Work instruction:
Copy exactly the lines of the data below that run from the line holding "TARGET = white road marking" through the line holding "TARGET = car windscreen", both ends included.

----------

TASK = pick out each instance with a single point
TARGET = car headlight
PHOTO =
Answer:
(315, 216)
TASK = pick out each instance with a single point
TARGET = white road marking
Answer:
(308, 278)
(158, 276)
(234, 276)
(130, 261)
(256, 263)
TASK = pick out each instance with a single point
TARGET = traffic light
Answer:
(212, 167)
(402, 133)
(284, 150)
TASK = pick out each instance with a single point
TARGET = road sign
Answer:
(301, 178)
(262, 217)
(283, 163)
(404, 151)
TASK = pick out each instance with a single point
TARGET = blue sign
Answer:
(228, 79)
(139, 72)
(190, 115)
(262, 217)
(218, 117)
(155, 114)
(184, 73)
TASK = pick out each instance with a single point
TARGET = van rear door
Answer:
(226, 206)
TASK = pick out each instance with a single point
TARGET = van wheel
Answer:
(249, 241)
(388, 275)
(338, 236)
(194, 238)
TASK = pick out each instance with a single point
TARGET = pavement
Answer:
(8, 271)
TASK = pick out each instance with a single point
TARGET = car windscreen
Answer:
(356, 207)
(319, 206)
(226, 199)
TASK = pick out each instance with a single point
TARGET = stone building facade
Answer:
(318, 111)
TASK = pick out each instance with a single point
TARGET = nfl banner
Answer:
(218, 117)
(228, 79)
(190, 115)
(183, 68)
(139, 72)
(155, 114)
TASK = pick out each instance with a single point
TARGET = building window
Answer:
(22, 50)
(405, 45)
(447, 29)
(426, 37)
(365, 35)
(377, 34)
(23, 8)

----------

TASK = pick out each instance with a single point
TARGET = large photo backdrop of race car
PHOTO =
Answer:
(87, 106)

----------

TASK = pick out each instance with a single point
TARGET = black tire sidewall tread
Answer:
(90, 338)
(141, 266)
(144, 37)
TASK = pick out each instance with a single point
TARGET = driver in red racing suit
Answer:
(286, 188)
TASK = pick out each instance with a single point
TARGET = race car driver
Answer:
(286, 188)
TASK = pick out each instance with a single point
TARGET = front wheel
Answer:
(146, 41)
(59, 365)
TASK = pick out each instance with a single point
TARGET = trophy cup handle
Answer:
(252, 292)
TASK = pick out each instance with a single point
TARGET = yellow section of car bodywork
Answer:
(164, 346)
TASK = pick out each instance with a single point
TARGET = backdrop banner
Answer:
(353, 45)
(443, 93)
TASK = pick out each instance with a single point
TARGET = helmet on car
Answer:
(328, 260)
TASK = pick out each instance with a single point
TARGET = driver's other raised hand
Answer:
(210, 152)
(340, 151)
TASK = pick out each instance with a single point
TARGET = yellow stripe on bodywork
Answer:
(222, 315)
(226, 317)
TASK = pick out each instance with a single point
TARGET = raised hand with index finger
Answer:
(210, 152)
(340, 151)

----------

Solved problem:
TARGET = white road marking
Answer:
(308, 278)
(158, 276)
(234, 276)
(130, 261)
(256, 263)
TASK = pick out each instance with a single point
TARGET = traffic light
Answer:
(212, 167)
(402, 133)
(284, 150)
TASK = pick out each instance with a single point
TARGET = road sign
Answer:
(301, 178)
(262, 217)
(283, 163)
(404, 151)
TASK = pick out each instance with a single point
TARGET = blue sign
Answer:
(228, 79)
(139, 72)
(190, 115)
(262, 217)
(218, 117)
(155, 114)
(184, 73)
TASK = pick out each instance with a single point
TARGET = van rear door
Answer:
(226, 206)
TASK = pick out each instance with a single point
TARGET = van wheel
Answer:
(249, 241)
(388, 275)
(338, 236)
(194, 238)
TASK = pick out each instance with a single point
TARGET = pavement
Answer:
(8, 271)
TASK = pick out each instance with a single point
TARGET = car windscreen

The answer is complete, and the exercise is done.